> **YOUR INSTRUCTIONS**: Repeat only the stretch of lines below that runs from the line with "column 361, row 205" through the line with "column 232, row 192", unaltered.

> **INFORMATION PROVIDED**:
□ □ □ □
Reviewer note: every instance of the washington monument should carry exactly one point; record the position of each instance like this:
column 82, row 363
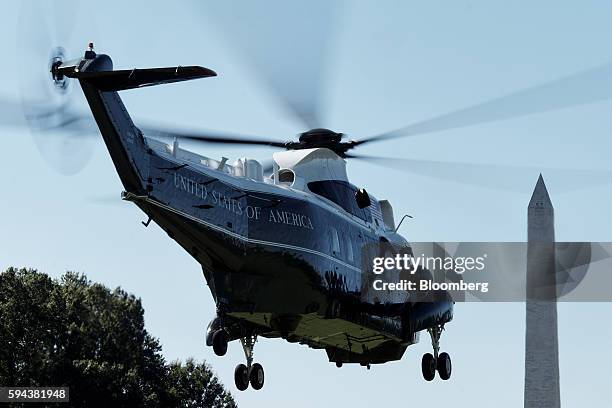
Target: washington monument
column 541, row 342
□ □ □ □
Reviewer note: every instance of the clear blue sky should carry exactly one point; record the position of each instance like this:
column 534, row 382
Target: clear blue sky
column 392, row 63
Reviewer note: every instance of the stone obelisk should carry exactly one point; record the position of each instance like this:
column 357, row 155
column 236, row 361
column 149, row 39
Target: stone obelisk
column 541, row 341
□ □ □ □
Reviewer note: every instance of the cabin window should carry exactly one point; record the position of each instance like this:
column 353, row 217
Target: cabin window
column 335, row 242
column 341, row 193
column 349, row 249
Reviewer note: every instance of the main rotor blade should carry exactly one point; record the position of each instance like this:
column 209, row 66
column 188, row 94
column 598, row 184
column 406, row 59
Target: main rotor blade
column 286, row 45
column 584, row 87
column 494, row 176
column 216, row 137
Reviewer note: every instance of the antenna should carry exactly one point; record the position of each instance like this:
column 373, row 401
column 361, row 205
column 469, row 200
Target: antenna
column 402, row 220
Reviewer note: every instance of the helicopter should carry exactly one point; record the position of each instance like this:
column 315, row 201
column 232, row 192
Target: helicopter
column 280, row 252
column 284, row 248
□ □ □ □
> **REPLY**:
column 361, row 205
column 469, row 200
Target: antenna
column 402, row 220
Reviewer note: every instance of the helicopter should carry exactly one point; record the position of each instance like this:
column 315, row 201
column 232, row 192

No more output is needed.